**やること一覧:**
a. 女性管理職の記事について、次の問いに答えてください。答えには問いと同じ記号を付け、一行に一つずつ書くこと。
(i) B-EN-Gタイの管理職8人のうち、女性は何人か。
(ii) トゥックは長男の出産後、どれくらいで職場に復帰したか。
(iii) トゥックの母は、トゥックの家から車で何分の場所に住んでいるか。
b. 女性管理職の記事のうち、「部下も息子も育てる 頼れるママさん管理職」で始まり「乗り継いで8時頃に出勤する。」で終わる部分を、「長男」を「長女」に言い換えて書き直す。
c. 女性管理職の記事を、最後の文の後から書き継ぐ。

**本文抜粋:**
部下も息子も育てる 頼れるママさん管理職
日本に比べて女性の社会進出が進んでいるといわれるタイ。B-EN-Gタイでも管理職8人のうち3人が女性だ。そのうちの一人であるSirinapa Yamunee(ニックネーム:トゥック)(34)は2019年に長男を出産後、わずか2カ月で職場復帰。育児に奮闘しながら、B-EN-Gのグローバル会計パッケージ「mcframe GA」の導入サポートや、アフターフォローを行う部門のマネジャーとして多忙な日々を送っている。
家事も仕事もモーレツ
トゥックの朝は慌ただしい。午前5時過ぎに起床。生後11か月の長男のミルクの準備などを急いで済ませると、夫とともに6時過ぎには家を出る。車で20分離れた場所に住む母に長男を預けた後、バスと電車を乗り継いで8時頃に出勤する。

**データ行:**
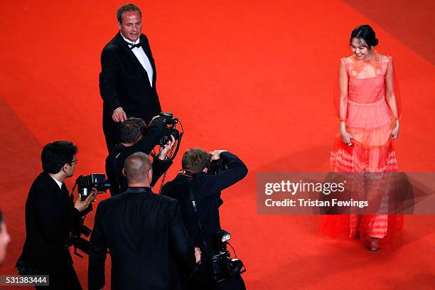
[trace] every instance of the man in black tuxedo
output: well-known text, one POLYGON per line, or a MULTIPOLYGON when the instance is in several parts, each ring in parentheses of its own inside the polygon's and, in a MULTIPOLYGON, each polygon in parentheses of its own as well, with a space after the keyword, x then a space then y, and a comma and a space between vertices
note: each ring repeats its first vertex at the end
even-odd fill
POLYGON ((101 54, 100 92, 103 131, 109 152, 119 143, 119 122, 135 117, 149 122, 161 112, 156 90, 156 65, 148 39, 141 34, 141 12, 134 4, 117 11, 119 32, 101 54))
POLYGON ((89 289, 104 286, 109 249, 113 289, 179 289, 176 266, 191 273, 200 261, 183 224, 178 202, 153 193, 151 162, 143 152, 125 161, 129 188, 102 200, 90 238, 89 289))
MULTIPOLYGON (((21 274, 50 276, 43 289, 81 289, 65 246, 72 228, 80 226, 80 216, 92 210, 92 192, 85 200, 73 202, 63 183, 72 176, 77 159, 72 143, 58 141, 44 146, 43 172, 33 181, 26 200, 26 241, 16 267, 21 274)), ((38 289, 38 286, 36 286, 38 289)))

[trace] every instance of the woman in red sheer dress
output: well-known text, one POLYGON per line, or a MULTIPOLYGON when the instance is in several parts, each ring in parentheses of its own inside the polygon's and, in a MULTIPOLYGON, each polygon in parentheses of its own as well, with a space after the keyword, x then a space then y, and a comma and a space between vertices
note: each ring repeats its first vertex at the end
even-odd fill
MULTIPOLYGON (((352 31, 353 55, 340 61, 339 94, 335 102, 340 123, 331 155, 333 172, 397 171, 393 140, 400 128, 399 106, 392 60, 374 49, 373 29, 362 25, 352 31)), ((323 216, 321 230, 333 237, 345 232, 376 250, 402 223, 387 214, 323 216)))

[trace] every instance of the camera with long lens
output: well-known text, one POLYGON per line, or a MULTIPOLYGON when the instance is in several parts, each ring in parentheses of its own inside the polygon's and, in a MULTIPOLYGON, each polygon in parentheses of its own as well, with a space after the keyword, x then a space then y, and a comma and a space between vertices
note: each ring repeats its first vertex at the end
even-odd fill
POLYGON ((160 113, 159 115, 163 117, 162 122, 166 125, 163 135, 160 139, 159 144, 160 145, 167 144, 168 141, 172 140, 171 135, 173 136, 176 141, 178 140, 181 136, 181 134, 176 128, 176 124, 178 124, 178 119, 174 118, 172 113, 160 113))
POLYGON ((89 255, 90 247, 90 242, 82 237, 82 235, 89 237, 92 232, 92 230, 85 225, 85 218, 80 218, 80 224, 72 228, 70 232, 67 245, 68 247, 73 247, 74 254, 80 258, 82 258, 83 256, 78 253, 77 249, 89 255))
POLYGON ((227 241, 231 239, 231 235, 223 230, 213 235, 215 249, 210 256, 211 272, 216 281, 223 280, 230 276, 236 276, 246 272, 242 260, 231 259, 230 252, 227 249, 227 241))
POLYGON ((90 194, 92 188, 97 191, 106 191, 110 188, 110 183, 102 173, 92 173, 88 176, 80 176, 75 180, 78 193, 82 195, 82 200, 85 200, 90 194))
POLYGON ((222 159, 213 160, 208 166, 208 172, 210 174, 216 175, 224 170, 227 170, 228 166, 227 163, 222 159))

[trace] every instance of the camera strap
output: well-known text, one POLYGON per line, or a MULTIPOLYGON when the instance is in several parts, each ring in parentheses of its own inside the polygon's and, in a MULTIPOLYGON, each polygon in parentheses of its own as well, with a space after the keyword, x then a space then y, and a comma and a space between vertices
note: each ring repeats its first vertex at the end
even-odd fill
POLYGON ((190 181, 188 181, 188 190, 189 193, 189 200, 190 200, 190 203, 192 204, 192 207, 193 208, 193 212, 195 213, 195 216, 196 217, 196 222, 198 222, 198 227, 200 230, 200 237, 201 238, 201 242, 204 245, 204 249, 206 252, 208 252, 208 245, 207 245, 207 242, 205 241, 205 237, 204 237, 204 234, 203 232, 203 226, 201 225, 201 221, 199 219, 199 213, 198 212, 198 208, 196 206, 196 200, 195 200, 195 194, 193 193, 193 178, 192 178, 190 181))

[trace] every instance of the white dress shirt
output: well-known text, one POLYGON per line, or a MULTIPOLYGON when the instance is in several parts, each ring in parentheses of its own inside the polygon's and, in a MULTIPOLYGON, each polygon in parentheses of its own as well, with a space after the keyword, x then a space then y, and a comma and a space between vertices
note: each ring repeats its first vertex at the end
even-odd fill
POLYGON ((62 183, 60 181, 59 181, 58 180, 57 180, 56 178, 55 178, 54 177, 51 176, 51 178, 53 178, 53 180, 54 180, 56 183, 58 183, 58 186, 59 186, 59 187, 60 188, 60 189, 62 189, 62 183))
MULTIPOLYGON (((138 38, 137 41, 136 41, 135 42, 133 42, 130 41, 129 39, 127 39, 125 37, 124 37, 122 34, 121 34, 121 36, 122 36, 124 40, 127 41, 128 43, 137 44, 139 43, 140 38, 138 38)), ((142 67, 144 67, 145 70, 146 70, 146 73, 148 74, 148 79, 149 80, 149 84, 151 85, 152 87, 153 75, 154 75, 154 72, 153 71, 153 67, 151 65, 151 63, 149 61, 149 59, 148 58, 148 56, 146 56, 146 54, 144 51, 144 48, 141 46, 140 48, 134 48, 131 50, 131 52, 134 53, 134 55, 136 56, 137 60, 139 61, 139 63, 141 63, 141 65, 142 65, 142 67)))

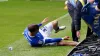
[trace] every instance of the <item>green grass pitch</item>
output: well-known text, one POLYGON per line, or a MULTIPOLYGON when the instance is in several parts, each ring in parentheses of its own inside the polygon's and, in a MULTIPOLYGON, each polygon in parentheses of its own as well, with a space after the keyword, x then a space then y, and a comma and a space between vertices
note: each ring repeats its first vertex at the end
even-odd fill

--

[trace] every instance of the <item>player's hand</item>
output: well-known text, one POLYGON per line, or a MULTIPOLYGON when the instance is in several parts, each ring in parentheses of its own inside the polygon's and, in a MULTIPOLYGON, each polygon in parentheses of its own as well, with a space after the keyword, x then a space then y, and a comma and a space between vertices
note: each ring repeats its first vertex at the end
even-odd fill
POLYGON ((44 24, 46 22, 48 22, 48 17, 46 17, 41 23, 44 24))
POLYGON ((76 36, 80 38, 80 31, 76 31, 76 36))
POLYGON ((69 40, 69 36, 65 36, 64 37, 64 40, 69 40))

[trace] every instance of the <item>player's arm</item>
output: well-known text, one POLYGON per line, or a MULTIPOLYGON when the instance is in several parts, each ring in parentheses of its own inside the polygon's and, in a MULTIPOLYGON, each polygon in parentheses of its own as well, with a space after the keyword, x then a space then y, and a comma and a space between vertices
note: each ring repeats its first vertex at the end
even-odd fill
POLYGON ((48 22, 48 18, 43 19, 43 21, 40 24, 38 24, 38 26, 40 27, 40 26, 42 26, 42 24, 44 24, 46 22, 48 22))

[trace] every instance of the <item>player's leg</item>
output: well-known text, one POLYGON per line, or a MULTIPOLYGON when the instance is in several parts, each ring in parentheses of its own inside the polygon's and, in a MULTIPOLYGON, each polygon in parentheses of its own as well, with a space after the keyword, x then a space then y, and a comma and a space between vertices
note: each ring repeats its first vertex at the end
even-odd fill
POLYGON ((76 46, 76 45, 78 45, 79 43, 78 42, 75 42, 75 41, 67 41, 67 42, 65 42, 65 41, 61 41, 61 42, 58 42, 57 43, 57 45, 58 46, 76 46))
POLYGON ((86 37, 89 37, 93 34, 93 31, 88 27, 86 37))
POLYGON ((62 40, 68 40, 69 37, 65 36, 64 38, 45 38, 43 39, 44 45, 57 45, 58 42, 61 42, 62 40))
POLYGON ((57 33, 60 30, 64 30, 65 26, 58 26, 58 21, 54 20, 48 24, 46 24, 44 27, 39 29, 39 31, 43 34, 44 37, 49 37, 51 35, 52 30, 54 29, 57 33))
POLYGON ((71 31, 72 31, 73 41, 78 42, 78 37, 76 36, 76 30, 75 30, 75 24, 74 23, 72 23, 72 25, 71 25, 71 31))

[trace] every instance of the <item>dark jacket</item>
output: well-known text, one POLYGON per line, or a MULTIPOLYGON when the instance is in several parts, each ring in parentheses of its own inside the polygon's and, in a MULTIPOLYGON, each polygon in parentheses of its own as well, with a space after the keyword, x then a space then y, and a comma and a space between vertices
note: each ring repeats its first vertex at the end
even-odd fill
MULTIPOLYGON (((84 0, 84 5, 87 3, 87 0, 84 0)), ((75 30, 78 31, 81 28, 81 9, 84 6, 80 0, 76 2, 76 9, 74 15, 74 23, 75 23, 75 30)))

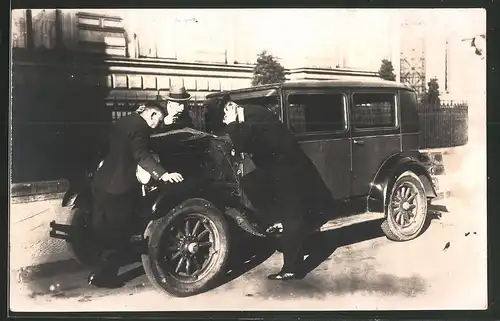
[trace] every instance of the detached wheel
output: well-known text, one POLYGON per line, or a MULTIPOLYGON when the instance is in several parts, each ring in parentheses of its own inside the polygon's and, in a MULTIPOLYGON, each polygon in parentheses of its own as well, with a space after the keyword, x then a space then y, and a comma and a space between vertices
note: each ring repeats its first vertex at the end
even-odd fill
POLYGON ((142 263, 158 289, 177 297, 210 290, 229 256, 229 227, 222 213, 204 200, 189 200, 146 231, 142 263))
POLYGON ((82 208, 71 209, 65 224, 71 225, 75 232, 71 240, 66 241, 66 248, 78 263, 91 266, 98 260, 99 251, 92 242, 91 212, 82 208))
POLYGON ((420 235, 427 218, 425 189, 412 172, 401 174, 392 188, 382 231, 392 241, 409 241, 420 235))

--

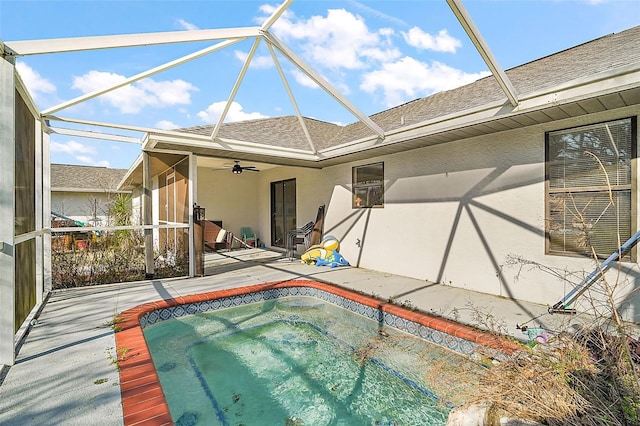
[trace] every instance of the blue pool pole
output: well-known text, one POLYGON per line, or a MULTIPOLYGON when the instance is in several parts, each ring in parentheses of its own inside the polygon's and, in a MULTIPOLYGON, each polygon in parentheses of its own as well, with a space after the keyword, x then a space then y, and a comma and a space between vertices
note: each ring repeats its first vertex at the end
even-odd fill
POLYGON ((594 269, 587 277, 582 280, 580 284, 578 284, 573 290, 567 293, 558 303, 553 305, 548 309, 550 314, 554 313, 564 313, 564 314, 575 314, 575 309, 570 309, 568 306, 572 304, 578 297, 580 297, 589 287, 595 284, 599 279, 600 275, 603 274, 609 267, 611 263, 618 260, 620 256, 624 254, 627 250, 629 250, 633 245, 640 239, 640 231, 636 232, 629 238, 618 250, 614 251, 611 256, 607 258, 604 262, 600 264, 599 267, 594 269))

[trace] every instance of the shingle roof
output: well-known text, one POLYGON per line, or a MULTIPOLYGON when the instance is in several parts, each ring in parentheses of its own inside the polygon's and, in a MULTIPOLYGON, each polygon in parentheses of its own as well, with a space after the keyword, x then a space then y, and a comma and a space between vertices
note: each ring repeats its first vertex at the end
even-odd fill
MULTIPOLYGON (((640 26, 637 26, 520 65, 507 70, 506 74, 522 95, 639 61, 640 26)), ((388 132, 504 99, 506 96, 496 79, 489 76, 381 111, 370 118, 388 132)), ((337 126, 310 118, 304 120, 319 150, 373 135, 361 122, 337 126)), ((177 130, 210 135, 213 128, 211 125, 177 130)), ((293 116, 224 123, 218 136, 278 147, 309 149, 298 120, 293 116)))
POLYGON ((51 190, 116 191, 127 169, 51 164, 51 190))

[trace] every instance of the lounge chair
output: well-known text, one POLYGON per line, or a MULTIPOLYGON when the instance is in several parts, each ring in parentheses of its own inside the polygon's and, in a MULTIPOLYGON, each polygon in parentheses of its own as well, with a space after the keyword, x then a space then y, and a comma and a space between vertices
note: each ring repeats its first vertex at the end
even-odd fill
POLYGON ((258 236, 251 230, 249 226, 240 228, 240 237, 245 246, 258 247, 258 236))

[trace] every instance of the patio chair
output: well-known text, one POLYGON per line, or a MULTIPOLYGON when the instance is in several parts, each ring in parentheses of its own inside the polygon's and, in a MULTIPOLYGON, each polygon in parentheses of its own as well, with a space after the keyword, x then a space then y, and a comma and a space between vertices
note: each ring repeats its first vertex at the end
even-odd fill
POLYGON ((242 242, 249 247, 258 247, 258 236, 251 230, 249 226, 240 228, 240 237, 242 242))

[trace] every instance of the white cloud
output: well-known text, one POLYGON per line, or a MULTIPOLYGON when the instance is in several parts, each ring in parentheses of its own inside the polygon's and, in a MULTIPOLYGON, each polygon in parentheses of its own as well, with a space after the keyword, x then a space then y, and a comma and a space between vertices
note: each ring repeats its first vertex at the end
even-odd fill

**問題の解答:**
a.
(i) 3人
(ii) わずか2カ月
(iii) 20分

b.
部下も息子も育てる 頼れるママさん管理職
日本に比べて女性の社会進出が進んでいるといわれるタイ。B-EN-Gタイでも管理職8人のうち3人が女性だ。そのうちの一人であるSirinapa Yamunee(ニックネーム:トゥック)(34)は2019年に長女を出産後、わずか2カ月で職場復帰。育児に奮闘しながら、B-EN-Gのグローバル会計パッケージ「mcframe GA」の導入サポートや、アフターフォローを行う部門のマネジャーとして多忙な日々を送っている。
家事も仕事もモーレツ
トゥックの朝は慌ただしい。午前5時過ぎに起床。生後11か月の長女のミルクの準備などを急いで済ませると、夫とともに6時過ぎには家を出る。車で20分離れた場所に住む母に長女を預けた後、バスと電車を乗り継いで8時頃に出勤する。

c.
出勤後は、顧客の相談対応や7人いる部下の指導で息つく暇もない。以前は午後8時過ぎまで残業することも珍しくなかったが、「出産を経験し、意識が変わった」という。
できる限り仕事を効率的にこなすようにし、定時の午後5時に退勤。夕食が終わった後は、長男を遊ばせながら洗濯や掃除を同時にこなす。買い物はオンラインショップを利用し、週末は食事を作り置きして冷凍するなど「時短術」を駆使する。
午後9時過ぎ、長男を寝かしつけた後に仕事をすることもある。自分の時間はほとんどゼロだ。だが、「自分にそっくり」という長男を眺めていると、「可愛くて仕方がない。疲れも吹き飛ぶ」と笑顔を見せる。
働きながらMBA取得
商社やメーカーの経理スタッフとして働きながら大学院に通い、MBA(経営学修士号)を取得、2011年、B-EN-Gタイにmcframe GA(当時はA.S.I.A.)の顧客サポートを行うコンサルタントとして入社した。経理の仕事は「ルーチンワーク」だったが、コンサルタントは「これまでの知識を生かせる上に業務の幅も広く、挑戦し甲斐がある」と感じたという。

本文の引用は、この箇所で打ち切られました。